[Source records]
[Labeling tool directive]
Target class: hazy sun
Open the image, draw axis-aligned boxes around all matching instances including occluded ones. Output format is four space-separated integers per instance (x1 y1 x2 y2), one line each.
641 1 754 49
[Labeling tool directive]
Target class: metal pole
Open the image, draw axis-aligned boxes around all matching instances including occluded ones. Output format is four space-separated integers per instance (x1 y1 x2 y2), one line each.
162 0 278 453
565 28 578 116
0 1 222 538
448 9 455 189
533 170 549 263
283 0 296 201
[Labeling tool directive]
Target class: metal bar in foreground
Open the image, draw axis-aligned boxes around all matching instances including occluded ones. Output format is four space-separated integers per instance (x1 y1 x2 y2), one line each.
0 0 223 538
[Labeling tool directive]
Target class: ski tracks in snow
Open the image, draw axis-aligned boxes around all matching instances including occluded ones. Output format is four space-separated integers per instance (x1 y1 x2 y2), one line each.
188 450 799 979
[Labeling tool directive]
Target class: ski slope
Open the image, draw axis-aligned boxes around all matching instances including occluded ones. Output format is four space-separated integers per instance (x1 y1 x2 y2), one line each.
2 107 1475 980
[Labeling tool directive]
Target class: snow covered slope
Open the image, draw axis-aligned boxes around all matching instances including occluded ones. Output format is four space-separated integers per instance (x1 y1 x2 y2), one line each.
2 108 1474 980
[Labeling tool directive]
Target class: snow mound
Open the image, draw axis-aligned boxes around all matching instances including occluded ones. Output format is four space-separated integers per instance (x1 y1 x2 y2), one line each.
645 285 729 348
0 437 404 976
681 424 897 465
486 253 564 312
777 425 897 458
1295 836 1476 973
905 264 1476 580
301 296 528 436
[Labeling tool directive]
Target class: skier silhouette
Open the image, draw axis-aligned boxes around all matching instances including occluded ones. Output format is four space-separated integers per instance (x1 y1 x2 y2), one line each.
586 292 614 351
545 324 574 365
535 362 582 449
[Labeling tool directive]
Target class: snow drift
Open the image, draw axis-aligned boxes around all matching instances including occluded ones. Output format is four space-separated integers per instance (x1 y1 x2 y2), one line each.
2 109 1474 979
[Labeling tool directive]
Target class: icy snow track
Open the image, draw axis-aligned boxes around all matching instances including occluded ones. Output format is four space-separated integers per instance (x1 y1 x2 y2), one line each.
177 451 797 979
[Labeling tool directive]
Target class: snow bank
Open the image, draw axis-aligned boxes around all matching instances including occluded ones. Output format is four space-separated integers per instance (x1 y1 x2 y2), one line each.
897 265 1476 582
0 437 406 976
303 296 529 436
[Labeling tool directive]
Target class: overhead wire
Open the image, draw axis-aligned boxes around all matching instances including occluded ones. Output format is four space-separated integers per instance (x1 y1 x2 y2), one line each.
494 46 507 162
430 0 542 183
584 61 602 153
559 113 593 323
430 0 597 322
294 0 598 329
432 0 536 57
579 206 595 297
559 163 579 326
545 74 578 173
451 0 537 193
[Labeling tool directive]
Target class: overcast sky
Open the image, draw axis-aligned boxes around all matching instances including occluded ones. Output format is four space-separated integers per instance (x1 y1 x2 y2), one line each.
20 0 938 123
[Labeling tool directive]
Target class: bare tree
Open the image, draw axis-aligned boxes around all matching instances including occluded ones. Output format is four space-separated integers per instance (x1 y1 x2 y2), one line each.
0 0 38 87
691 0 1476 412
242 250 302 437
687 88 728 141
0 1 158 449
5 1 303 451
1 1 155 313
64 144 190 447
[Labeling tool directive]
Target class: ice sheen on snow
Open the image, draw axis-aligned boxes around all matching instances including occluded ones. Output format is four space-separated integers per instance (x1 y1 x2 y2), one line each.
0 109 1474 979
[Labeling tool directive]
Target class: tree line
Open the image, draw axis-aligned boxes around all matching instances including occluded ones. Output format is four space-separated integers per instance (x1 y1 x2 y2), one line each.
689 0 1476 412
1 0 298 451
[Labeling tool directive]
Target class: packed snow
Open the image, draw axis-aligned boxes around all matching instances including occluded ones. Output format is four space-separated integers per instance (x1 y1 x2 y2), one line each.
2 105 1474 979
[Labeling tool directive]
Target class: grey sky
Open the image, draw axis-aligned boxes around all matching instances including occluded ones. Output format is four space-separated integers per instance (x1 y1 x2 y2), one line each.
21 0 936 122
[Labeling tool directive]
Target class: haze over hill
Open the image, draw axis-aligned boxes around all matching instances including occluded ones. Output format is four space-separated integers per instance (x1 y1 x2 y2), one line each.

* [EXERCISE AIM]: Nothing in the records should change when you repeat them all.

* [RESULT OF THE EXERCISE]:
[Labeling tool directive]
Target class: hazy sun
Open the image, draw axis-aligned boxes around all matching instances including occluded ones. Output format is four space-separated integers per instance (x1 y1 x2 y2), one line each.
641 1 754 49
[Labeling tool directive]
Target class: metal pole
Open the image, draw axis-aligned boxes around all matching instances including occluded ones. Output format is four space-separated integers per instance (x1 y1 x2 y2), one line each.
162 0 278 453
565 28 578 116
0 1 222 538
448 9 455 189
533 170 549 263
283 0 296 201
[Labeling tool directive]
Target class: metal bar in foreground
Open the image, draw axis-aligned boxes around all matching instances including occluded ones. Output format is four space-separated integers per instance (x1 y1 x2 y2), one line each.
0 0 223 538
[Labeling tool directive]
Target class: ski tracks in snow
Open the image, draw axis-aligned boxes around all matching instances including occluded ones. Output format is four space-separated integers per instance (x1 y1 x2 y2), one line each.
188 450 799 979
[Labeling tool directive]
Target class: ski slope
Open the image, draw axis-aligned boxes around all matching instances including occluded ones. Output format is four space-separated integers per instance (x1 y1 x2 y2), one line each.
2 107 1475 980
[Labeling tool directive]
Target class: snow covered slope
Open the image, draw axis-aligned boxes around all matching instances including occluded ones. Output format is four space-separated integers per instance (x1 y1 x2 y2), one line each.
2 108 1474 980
[Labeling tool directive]
Target class: snow mound
Open the image, draw axis-aligned boxes around all matching instances including occluded ones. Output format is four space-separated integers per instance (x1 y1 x2 y2), one line each.
645 285 729 348
0 437 404 976
681 424 897 465
486 253 564 312
777 425 897 458
1295 836 1476 973
905 264 1476 580
301 296 528 436
[Labeling tool directive]
Target class: skier silhouette
Open the image, draw axis-aligned boxes around all matching instances including occluded ones. Output format is four space-separated integers per instance (x1 y1 x2 y2), one line each.
586 292 614 351
545 324 574 365
535 362 582 449
[Labeling tool directive]
Target class: snow drift
Open the image, draw axis-aligned boxes around all matching instances including occluded ones. Output format is four space-separated integers per instance (x1 y1 x2 y2), one line each.
2 109 1474 979
[Labeling tool directive]
Target class: icy snow track
Open the image, draw axis-aligned boxes around all matching instances including occluded ones. Output format is four space-separated integers per instance (x1 y1 x2 y2), one line each.
177 451 797 979
[Labeling tool directive]
Target class: snow bank
Open the image, draw axis-aligned boxes around all matching instances including occluded ones. Output format is four space-separated integers per instance (x1 y1 x2 y2), one line each.
897 265 1476 582
0 437 406 976
303 296 529 436
[Labeling tool directive]
Target class: overhead wire
Open the image, draw axis-aligned boxes around all matching instances including occluded ones. Output format is four space-separated integers per instance (x1 y1 x2 y2), one line each.
494 46 507 162
430 0 542 183
584 61 602 153
559 113 593 323
430 0 597 322
294 0 598 329
432 0 536 57
579 206 595 297
559 163 579 326
545 74 578 173
451 0 537 193
[Labeling tool directive]
Target class: overcast sky
Open the image, draw axis-aligned boxes around all matching instances including occluded ones. Output format is four space-separated integers per instance (x1 y1 x2 y2), one line each.
20 0 938 123
[Labeling tool directive]
Target class: bare tree
Open the image, draw axis-aligned boxes around all matching instances including occluded ones. Output format is four space-separated integers per instance (x1 y1 x2 y2), one line each.
0 0 38 87
691 0 1476 412
242 250 302 437
687 88 728 141
0 1 158 449
5 1 303 451
1 1 155 313
64 144 190 447
[Labeling tool directive]
Target class: ice sheen on snow
Open the image, draw axis-aligned boxes around all matching instances including occluded ones. Output format is four space-separated integers per instance (x1 y1 x2 y2), one line each.
0 109 1474 979
[Labeling tool directive]
Target class: tree line
Open the image, draw axis-aligned boxes around all matching instances including occluded ones. Output format is four space-separated integers per instance (x1 y1 x2 y2), one line each.
689 0 1476 412
1 0 298 451
[Labeling tool directive]
Target class: packed snow
Open the image, draw axis-aligned boxes around all matching instances including occluded ones. Output format is four space-separated integers per instance (x1 y1 x2 y2), one line each.
2 105 1474 979
[Labeling tool directive]
Target class: grey sky
Open the image, draw axis-aligned boxes around all matching instances including occluded ones. Output format is four space-separated integers per instance (x1 y1 x2 y2), one line each.
21 0 936 122
[Labeling tool directive]
Target class: haze over hill
Open the image, draw axis-aligned boxes around all matching instances including occluded ones. Output format is four space-separated integers per instance (x1 y1 x2 y2), one line each.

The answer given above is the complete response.